Data items
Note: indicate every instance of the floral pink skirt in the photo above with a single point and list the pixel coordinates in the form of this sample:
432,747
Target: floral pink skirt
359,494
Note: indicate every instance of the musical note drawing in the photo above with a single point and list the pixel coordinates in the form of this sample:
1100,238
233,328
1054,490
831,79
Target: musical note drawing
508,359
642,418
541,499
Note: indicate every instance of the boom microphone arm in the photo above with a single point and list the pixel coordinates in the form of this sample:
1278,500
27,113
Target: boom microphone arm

* [Your goal]:
The data above should be reproduced in full, word for word.

* [Exercise response]:
Note: indicate every instance of the floral pink skirt in the photo above with a single point and list the pixel coordinates in the form of this sample:
432,747
Target: floral pink skirt
359,494
Note: indicate every instance of the musical note drawing in the photo above with a single point and list the pixel coordinates in the form of this sample:
1100,238
233,328
1054,490
831,79
Target: musical note drawing
508,359
642,418
541,499
Note: indicate every instance of the boom microphone arm in the photo above with a single point and list the pixel coordinates in the form of this sample:
1278,500
27,113
Target: boom microphone arm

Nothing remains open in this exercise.